- [Extract provided]
** Begin **
# John Green: 18th Century York Planemaker by Peter Young



## Plumberpete (16 Feb 2015)

A copy of this arrived at my house today. A quick flick through has revealed an in-depth history of this prolific York maker with loads of professional quality colour photos. It's split into two parts, the first part is about York planemakers from the early days of planemakers onwards and the second part is about the planes themselves including changes in style to the bodies, wedges etc.

It is professionally laid out, has 136 pages and is available from www.johngreenbook.co.uk

All in all, a very nice and informative book!


----------



## toolsntat (16 Feb 2015)

So, I wonder if that is what the postie failed to get through my door today :?: :idea: 

Andy


----------



## AndyT (16 Feb 2015)

Thanks Pete, I've ordered a copy. 

If only there was a similar book on the planemakers of Bristol! :roll:


----------



## Plumberpete (16 Feb 2015)

AndyT":2c3ptxdv said:


> Thanks Pete, I've ordered a copy.
> 
> If only there was a similar book on the planemakers of Bristol! :roll:



I know - children, work and finances keep getting in the way....


----------



## -Matt- (16 Feb 2015)

I shall have to keep an eye out for anything stamped under the name. There's usually lots of wooden bodies planes at the local auction centre who do "Saturday Auction" of all sorts once a month.


----------



## matthewwh (17 Feb 2015)

AndyT":2u6g3czm said:


> Thanks Pete, I've ordered a copy.
> 
> If only there was a similar book on the planemakers of Bristol! :roll:



Is that you volunteering Andy? Maybe Dodge could do Griffiths of Norwich and we'd be nearing a set?

Sadly no planemakers in Banbury, although I did learn recently that all the crashed allied aircraft were remelted here (along with the milk bottle tops, saucepans etc) and the crashed German ones ended up at nearby Adderbury, where they had a German made furnace installed in 1939 which was capable of dealing with the higher magnesium content of German aluminum. 

Talking with the same old boy, I found out that our warehouse is built adjacent to land that used to be 30 feet higher, but was stripped for very high grade iron ore that was transported to Banbury on a railway built by first world war prisoners before being loaded into trucks and trains and taken to Sheffield. Ironic that we should now be in the process of reversing that journey.
** End **
- [Given problem a]
Answer these questions from the forum thread about the John Green planemaker book:
(i) How many pages does the book have?
(ii) For which city's planemakers does AndyT wish a similar book existed?
(iii) According to matthewwh, where did the crashed German aircraft end up?
The thread above and the records that follow were drawn from unrelated sources.

- [Input material]
** Begin **
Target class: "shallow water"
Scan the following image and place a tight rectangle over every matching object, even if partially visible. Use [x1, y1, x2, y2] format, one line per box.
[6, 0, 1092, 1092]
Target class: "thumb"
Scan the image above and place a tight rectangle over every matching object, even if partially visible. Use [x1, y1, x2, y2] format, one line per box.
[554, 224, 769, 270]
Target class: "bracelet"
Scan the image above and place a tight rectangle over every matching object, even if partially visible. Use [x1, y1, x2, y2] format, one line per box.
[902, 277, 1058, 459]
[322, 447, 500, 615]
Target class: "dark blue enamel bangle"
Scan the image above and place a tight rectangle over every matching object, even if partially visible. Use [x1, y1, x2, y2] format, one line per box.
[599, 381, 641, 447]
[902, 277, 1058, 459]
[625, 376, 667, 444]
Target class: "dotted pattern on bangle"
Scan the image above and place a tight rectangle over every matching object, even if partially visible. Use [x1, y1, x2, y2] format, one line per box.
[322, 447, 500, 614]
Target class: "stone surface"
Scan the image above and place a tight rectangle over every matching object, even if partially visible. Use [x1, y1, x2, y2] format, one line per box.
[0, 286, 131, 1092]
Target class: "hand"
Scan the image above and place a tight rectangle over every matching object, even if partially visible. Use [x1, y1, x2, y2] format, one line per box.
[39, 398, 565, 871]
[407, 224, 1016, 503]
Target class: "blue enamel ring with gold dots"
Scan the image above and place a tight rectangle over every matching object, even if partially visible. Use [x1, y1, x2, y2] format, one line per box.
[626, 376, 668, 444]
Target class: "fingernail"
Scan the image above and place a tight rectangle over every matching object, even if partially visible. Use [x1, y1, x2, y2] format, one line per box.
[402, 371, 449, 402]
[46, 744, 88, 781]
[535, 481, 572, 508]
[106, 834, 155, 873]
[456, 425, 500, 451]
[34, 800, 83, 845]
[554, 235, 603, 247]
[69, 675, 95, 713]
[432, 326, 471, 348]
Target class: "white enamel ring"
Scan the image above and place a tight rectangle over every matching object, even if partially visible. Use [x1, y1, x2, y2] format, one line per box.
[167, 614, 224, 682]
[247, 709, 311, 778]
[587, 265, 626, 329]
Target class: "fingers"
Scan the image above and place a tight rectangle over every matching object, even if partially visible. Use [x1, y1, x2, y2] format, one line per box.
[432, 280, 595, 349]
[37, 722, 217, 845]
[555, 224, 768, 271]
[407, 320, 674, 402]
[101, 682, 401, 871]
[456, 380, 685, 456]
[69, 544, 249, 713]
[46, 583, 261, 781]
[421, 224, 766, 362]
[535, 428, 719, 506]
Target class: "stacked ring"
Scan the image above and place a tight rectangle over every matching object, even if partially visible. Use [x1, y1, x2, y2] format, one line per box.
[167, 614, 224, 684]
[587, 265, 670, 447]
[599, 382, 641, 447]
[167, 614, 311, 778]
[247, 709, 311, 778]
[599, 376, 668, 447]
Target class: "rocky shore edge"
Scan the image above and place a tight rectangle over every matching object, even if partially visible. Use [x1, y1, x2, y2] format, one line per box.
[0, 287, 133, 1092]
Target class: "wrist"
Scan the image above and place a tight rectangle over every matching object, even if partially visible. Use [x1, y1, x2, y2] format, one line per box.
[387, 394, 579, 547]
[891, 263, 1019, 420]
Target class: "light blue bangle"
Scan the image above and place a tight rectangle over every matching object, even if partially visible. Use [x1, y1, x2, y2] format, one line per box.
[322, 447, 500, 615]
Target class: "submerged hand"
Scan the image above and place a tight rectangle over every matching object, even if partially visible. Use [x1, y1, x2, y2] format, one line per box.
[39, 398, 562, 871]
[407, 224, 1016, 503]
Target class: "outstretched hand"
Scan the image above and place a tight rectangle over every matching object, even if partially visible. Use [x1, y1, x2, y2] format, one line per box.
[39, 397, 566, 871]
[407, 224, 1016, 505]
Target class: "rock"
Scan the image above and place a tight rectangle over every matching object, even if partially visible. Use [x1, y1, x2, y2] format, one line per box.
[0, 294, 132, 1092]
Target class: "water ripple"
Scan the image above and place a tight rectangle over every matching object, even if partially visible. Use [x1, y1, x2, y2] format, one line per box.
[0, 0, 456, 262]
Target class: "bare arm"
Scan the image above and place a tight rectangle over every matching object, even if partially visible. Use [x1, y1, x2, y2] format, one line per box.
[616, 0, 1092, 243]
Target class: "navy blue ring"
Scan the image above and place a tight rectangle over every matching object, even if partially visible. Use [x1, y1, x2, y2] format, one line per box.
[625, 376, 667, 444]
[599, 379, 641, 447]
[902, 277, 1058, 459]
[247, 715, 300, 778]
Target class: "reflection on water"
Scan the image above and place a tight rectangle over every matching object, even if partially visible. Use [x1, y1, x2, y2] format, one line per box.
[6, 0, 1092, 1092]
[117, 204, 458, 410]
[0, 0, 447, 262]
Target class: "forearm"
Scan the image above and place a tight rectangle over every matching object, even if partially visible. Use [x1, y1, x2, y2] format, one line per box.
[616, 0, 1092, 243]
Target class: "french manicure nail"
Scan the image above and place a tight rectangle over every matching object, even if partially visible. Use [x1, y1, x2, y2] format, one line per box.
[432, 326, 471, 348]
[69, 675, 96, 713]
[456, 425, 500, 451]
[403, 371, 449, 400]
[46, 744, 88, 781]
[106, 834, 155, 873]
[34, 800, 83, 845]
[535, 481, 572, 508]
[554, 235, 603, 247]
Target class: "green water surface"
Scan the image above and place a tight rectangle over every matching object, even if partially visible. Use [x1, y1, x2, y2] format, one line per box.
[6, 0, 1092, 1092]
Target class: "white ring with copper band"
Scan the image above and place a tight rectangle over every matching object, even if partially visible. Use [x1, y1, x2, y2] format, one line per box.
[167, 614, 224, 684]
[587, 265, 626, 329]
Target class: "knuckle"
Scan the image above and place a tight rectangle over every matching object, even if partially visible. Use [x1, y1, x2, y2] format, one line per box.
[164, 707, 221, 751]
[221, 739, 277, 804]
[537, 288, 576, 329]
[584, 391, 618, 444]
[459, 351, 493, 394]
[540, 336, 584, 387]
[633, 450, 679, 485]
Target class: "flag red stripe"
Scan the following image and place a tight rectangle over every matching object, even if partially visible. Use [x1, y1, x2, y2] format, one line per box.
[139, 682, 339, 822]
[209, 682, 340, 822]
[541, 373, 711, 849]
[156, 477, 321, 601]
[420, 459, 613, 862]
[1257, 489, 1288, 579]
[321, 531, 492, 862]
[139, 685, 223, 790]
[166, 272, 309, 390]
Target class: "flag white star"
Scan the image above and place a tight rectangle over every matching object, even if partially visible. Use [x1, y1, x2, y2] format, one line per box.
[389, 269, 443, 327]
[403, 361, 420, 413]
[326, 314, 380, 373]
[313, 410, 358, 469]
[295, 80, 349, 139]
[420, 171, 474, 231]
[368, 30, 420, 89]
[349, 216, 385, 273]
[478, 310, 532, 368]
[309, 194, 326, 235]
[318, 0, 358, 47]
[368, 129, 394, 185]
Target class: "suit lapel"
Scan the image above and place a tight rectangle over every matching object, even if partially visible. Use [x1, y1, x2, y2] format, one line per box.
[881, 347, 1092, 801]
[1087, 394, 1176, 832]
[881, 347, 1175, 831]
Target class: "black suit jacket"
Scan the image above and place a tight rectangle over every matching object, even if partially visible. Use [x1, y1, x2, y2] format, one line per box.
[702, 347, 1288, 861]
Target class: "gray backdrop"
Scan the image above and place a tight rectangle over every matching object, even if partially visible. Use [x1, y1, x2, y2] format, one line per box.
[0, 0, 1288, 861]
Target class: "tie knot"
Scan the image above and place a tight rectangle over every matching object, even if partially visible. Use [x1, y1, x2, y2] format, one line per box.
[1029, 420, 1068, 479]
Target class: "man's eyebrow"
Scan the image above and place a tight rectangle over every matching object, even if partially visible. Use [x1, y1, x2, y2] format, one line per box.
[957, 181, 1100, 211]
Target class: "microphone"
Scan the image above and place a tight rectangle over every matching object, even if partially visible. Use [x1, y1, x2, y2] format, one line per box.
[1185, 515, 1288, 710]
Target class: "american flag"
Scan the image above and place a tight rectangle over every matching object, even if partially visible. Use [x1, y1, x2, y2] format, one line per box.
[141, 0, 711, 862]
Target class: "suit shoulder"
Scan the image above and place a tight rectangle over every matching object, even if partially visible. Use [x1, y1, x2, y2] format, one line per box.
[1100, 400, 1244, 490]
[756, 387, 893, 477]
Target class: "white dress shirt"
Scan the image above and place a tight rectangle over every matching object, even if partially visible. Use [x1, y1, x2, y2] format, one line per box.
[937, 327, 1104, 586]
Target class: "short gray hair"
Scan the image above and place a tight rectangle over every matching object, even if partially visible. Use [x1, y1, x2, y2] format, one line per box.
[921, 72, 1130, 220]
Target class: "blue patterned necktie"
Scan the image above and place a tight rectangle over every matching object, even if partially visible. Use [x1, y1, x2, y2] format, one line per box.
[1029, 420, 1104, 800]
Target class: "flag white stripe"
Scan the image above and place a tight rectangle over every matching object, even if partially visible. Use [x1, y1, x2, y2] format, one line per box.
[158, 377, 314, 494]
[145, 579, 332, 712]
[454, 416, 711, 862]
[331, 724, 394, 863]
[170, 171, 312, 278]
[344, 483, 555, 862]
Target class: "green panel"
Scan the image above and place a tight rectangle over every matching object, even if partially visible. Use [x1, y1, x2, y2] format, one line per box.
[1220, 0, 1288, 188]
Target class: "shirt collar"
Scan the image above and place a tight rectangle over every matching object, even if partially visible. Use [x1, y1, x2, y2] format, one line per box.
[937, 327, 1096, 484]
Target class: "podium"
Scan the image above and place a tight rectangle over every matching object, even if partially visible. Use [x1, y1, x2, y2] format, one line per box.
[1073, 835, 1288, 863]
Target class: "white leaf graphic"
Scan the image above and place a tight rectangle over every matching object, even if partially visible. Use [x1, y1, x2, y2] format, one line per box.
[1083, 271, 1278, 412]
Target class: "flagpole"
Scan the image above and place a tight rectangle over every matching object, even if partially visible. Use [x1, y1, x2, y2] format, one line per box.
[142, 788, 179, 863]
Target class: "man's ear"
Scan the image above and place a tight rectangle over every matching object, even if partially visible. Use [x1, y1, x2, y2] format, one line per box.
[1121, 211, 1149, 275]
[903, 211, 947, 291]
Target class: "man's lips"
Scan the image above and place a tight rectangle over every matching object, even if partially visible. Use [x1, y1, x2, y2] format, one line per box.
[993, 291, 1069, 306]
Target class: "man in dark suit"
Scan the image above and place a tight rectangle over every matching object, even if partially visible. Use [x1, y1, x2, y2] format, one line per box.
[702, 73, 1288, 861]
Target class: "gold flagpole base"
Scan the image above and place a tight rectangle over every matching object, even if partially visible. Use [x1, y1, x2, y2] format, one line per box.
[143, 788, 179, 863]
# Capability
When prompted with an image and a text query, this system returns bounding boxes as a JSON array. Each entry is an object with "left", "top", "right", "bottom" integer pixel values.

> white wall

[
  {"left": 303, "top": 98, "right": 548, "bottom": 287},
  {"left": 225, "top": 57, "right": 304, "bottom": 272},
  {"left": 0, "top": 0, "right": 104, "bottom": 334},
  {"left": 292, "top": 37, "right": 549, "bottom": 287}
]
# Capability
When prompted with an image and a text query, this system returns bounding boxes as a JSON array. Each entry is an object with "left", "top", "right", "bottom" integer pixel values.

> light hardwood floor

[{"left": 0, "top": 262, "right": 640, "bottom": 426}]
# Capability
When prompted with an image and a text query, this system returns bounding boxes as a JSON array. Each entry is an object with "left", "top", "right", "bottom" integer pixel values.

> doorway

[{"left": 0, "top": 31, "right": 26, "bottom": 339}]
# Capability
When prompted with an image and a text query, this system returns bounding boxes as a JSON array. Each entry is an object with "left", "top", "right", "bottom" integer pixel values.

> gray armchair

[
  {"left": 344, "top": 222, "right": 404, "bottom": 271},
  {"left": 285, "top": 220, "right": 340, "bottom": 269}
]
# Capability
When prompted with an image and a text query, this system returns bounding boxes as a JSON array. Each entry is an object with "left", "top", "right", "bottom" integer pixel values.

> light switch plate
** End **
- [Given problem b] Copy the records line for line, starting with the first line of the records and going on through the line that contains "[322, 447, 500, 614]", including that line.

- [Task solution a]
(i) 136
(ii) Bristol
(iii) Adderbury

- [Task solution b]
Target class: "shallow water"
Scan the following image and place a tight rectangle over every matching object, even if partially visible. Use [x1, y1, x2, y2] format, one line per box.
[6, 0, 1092, 1092]
Target class: "thumb"
Scan the image above and place a tight rectangle over every matching object, even if partially visible. Use [x1, y1, x2, y2] format, one line per box.
[554, 224, 769, 270]
Target class: "bracelet"
Scan the image above and place a tight rectangle over every matching object, even if partially visible. Use [x1, y1, x2, y2] format, one line per box.
[902, 277, 1058, 459]
[322, 447, 500, 615]
Target class: "dark blue enamel bangle"
Scan the image above and place a tight rectangle over every matching object, even if partially visible. Use [x1, y1, x2, y2] format, one line per box.
[599, 381, 641, 447]
[902, 277, 1058, 459]
[625, 376, 667, 444]
Target class: "dotted pattern on bangle"
Scan the image above and place a tight rectangle over every matching object, even if partially visible. Use [x1, y1, x2, y2] format, one line per box.
[322, 447, 500, 614]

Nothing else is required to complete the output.